Exercise goal |
Change "pixel coordinates" to "x and y coordinates" everywhere it occurs in the listing below, and write out the lines again with everything else left as it is.

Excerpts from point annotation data
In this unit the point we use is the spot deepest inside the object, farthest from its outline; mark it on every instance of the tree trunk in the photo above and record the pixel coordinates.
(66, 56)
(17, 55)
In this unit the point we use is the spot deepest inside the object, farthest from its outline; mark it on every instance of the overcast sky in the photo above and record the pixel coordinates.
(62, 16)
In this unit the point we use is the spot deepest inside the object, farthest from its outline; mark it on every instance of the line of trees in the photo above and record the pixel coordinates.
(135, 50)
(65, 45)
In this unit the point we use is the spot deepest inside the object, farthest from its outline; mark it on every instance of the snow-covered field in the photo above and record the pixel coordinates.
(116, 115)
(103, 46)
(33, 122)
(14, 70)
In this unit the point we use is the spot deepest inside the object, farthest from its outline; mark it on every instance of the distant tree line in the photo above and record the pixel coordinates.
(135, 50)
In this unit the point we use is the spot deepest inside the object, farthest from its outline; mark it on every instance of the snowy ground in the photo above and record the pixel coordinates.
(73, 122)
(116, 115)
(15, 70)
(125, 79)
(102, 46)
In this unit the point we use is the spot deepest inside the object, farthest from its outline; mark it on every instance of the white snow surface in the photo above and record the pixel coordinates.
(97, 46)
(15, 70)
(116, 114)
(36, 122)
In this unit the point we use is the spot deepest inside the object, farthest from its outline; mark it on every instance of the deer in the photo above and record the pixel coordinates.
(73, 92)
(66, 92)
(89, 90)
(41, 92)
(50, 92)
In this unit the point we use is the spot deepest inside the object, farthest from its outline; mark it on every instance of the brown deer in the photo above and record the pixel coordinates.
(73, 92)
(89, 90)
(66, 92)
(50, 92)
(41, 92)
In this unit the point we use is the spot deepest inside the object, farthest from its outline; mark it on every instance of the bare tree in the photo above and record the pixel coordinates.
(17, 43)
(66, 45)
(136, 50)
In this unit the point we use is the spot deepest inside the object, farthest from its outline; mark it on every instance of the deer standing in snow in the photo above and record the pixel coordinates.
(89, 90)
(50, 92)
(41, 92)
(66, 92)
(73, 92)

The solution |
In this unit the point we use is the spot deepest inside the object, farthest from its outline; mark it on every instance of the tree trunk in the photo above and record the x and y coordinates.
(66, 56)
(17, 55)
In this unit the point we use is the spot deepest inside the object, farthest from its outline; mark it on every instance of the overcast sky in the photo above and record the x and y coordinates.
(62, 16)
In this unit the point we use is the spot deepest inside the object, farthest from its outline; mark it on every instance of the line of trees in the photo above and record the x and y coordinates.
(135, 50)
(65, 45)
In this unit the point we use is the spot deepest inside the object, farthest from its outline; mark it on every instance of the snow-covered field in the photo above and record the x and y coordinates.
(116, 115)
(103, 46)
(33, 122)
(14, 70)
In this unit the point we use is the spot deepest inside the object, farthest from its outline; mark it on every instance of the distant tree line in the photo above and record the x and y coordinates.
(135, 50)
In this unit the point we use is the spot deepest inside the object, farthest from its outline; mark it on every instance of the snowy ground in the photo above and record the x and y coordinates.
(73, 122)
(116, 115)
(15, 70)
(125, 79)
(102, 46)
In this unit the point we use is the spot deepest inside the object, farthest from its outline; mark it on every instance of the white snow surface in the photo above and record the x and y coordinates.
(97, 46)
(15, 70)
(116, 114)
(36, 122)
In this unit the point we use is the spot deepest inside the object, farthest from its outline; mark it on every instance of the deer in the photo above and record the x and y coordinates.
(73, 92)
(66, 92)
(89, 90)
(41, 92)
(50, 92)
In this unit the point we use is the spot deepest inside the object, farthest from its outline; mark it on every instance of the brown deer in the photo above and record the x and y coordinates.
(73, 92)
(89, 90)
(66, 92)
(50, 92)
(41, 92)
In this unit the point we use is the spot deepest inside the object, farthest from its outline; mark it on every instance of the bare tree in the photo above and record the x and y coordinates.
(17, 43)
(66, 45)
(136, 50)
In this unit the point we use is the spot deepest inside the object, farthest from its outline; mark it on every instance of the deer standing in snow in the photo above and record the x and y coordinates.
(89, 90)
(50, 92)
(41, 92)
(66, 92)
(73, 92)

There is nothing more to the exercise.